### TEXT EXCERPT
|---|
Social Security: How Much Will I Get in Retirement

Social Security is a key pillar in most American’s retirement plans, especially those approaching retirement.  Many younger workers, though, have serious concerns about whether they will receive any benefits at all.  Even at current levels, Social Security benefits are not enough to support most people.  Understanding what impacts your Social Security benefits and how much you might get, whether you plan to retire soon or not for many years, are important components in determining how much money you’ll need to save.

Key Take-Aways

Here are the key take-aways from this post.  I’ll discuss these points in greater detail below.

  • While it is likely you will be able to collect some Social Security benefits when you retire, regardless of your age, the current combination of Social Security tax rate, benefit levels and normal retirement age is unsustainable. It will not be possible to pay benefits at current levels starting in roughly 2034 unless there is one or more of (a) an increase in the Social Security tax rate, (b) an increase in the wages subject to the Social Security tax, (c) a decrease in benefits or (d) a delay in the normal retirement age.
  • If you retire soon and start collecting your Social Security benefits at your normal retirement age (67 for most of you), they will replace between roughly 15% and 50% of your ending salary, with those of you making more money getting a higher dollar amount but a lower percentage of your ending salary.
  • You can start collecting benefits any time between your 62ndand 70th birthdays. The longer you wait, the higher your monthly benefit.   If you could be sure that you were going to die before you were between roughly 80 and 82, you would likely be better off collecting benefits at age 62.  Otherwise, you are better off delaying the start of your benefits.

How Likely Am I to Collect Benefits?
|---|
### RECORDS PROVIDED

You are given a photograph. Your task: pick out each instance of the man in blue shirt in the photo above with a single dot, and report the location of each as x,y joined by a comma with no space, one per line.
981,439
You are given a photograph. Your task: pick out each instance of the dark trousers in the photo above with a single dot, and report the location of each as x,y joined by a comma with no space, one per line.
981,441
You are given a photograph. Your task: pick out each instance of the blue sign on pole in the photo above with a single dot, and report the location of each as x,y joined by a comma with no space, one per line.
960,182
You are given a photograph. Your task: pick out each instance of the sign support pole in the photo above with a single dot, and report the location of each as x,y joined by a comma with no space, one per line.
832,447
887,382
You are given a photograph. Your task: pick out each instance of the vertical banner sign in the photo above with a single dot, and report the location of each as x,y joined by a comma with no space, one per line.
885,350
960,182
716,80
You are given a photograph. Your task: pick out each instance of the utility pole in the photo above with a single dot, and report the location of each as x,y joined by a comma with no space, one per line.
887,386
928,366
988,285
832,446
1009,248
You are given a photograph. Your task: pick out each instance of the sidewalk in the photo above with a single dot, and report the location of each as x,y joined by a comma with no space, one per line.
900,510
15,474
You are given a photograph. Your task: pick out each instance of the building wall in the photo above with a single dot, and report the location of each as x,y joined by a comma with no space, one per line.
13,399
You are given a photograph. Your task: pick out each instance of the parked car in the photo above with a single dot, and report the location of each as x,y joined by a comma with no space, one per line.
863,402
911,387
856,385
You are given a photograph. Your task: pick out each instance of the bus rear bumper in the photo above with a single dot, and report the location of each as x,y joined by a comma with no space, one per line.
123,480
|---|
### TASK INSTRUCTIONS
- 1) According to the Social Security retirement text, starting in roughly what year will it become impossible to pay benefits at current levels unless changes are made?
- 2) Please continue the Social Security retirement text, writing the section that follows its final heading, "How Likely Am I to Collect Benefits?"

### RESPONSES FOR EACH TASK
- 1) Roughly 2034.

- 2)
The most recent report from the Social Security Administration covers actual results through 2017.  In 2018, benefits and expenses paid under Social Security were expected to exceed total revenues for the first time in many years.  Revenue to the Social Security system comes from taxes paid by employees and employers and from interest and principal from the Social Security Trust Fund.  Under middle-of-the-road assumptions, the Trust Fund is estimated to be depleted in 2034.

Changes in Birth Rates

The decreases in the Trust Fund are due in large part to the birth patterns in the US, along with the lengthening of life expectancies.  Currently, the baby boom generation is receiving benefits and the “baby bust” generation and its employers are paying taxes.  The graph below shows the number of births in the US by year[1] and, specifically, the numbers of births during the baby boom and baby bust time periods.

Contributors vs. Beneficiaries

The graph below shows the number of workers paying social security taxes and the number receiving benefits.

The green line (beneficiaries) goes up faster than the blue line (covered workers). The ratio of the number of beneficiaries per worker (purple line corresponding to right axis) continues to go up in this intermediate projection through 2095, though at a much slower rate starting in 2035.  The higher number of people born each year starting in 1990 who will be in the workforce and the relatively smaller number of people who will be retiring from the baby bust generation allow the ratio to flatten.

What Does This Mean?

Just because the Trust Fund is depleted doesn’t mean there will be more benefits paid.  In fact, the current intermediate estimate is that 77% of the benefits can be paid in 2034 from the taxes collected that year.

If the assumptions in the intermediate forecast are reasonable, something will have to change.  Four options are:

  • Increase the tax rate. It is estimated that the Trust Fund will stay solvent for at least 75 years if the tax rate is increased immediately from 12.4% (currently split between employers and employees) to 15.18%.
  • Decrease benefits. Either a 17% reduction in benefits for existing and future beneficiaries or a 21% reduction in benefits for future beneficiaries is estimated to allow the Trust Fund to stay solvent for at least 75 years.
  • Collect taxes on 100% of wages. Currently, you pay taxes on wages up to the same cap that is used in determining your benefits.
  • Increase the normal retirement age.

What Does This Mean for You?

Clearly, something will have to change between now and the time Millennials retire and certainly before most of us die.  It is unclear what combination of the changes above will be implemented.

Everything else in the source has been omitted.